• _Document segment_:
####################
India’s merchandise and services exports are projected to climb to $850 billion by FY26, reflecting strengthening global integration and sustained policy support, according to estimates by the Global Trade Research Initiative. The forecast underscores India’s expanding role in international supply chains, supported by manufacturing incentives, services-led growth and market diversification. While global trade remains exposed to geopolitical and economic uncertainties, India’s export outlook is being buoyed by resilience in services, steady gains in engineering goods and improved trade facilitation. For policymakers and businesses, the projection highlights both opportunity and the need for continued structural reform.
Drivers Behind the Export Growth Outlook
The projected rise in exports is anchored in a combination of structural and cyclical factors. Manufacturing incentives under production-linked schemes have improved competitiveness in sectors such as electronics, pharmaceuticals and engineering goods. At the same time, services exports—particularly information technology, business services and digital solutions—continue to deliver consistent growth.
Trade experts note that India has made measurable progress in diversifying export markets, reducing over-reliance on a few geographies and expanding engagement with emerging economies.
Services Exports Remain a Key Pillar
Services are expected to account for a substantial share of export growth through FY26. Demand for Indian IT and digital services remains robust, driven by global enterprises seeking cost efficiency and digital transformation. Professional services, consulting and knowledge-based exports are also gaining traction.
####################
• _Task instructions_:
- a) Reproduce the passage on India's export outlook word for word, everything from "Services Exports Remain" down to "also gaining traction.".
- b) Write the next part of the article on India's export projections, picking up after its final sentence.

Free-text object descriptions:
####################
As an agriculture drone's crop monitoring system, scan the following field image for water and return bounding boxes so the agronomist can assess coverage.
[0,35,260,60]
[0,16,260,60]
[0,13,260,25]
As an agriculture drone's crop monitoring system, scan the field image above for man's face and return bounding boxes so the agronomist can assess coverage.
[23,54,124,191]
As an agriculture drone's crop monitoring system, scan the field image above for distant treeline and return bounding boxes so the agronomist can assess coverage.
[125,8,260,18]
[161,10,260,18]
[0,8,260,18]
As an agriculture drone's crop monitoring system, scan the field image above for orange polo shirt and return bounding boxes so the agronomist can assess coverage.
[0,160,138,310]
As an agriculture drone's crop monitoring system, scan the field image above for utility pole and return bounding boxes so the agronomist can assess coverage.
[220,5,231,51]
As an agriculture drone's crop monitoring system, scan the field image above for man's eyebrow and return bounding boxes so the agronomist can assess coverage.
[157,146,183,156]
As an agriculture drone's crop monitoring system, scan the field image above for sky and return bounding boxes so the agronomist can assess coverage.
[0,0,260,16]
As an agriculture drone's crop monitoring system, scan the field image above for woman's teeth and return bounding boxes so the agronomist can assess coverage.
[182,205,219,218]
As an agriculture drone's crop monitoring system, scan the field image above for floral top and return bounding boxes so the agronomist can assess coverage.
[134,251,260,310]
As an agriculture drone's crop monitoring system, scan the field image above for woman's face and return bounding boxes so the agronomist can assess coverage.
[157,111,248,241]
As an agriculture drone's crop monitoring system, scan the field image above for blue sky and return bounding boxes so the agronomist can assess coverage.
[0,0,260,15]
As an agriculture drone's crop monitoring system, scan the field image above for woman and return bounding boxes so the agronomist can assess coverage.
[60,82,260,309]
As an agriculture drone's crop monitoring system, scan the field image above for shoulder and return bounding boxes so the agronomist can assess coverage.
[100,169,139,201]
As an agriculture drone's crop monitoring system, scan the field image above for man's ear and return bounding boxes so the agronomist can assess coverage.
####################
• _Results for each task_:
- a)
Services Exports Remain a Key Pillar
Services are expected to account for a substantial share of export growth through FY26. Demand for Indian IT and digital services remains robust, driven by global enterprises seeking cost efficiency and digital transformation. Professional services, consulting and knowledge-based exports are also gaining traction.

- b)
This resilience in services provides a stabilizing counterweight to volatility in merchandise trade, especially during periods of global demand uncertainty.
Merchandise Exports and Manufacturing Push
On the goods side, engineering products, chemicals, pharmaceuticals and electronics are expected to lead expansion. Investments in manufacturing capacity and supply-chain integration are helping Indian exporters improve scale and quality.
However, analysts caution that competitiveness will depend on continued improvements in logistics, energy costs and regulatory efficiency. Exchange rate stability and access to affordable trade finance will also play an important role in sustaining momentum.
Global Risks and Policy Imperatives
Despite the optimistic outlook, external risks remain. Geopolitical tensions, protectionist policies and slowing growth in major economies could affect trade flows. Exporters will need to remain agile, adapting to shifting demand patterns and compliance requirements.
Policy continuity, trade agreements and infrastructure investment will be critical in translating projections into reality. Simplifying customs processes and enhancing port efficiency are seen as immediate priorities.
A Strategic Milestone in India’s Trade Ambition
Reaching $850 billion in exports by FY26 would mark a significant milestone in India’s economic trajectory. Beyond the headline number, the projection reflects deeper structural changes in how India engages with global markets.
For businesses, the outlook reinforces the case for capacity expansion and market diversification. For policymakers, it underscores the importance of sustaining reforms that strengthen competitiveness. If momentum is maintained, India’s export sector could emerge as a more powerful engine of growth in the years ahead.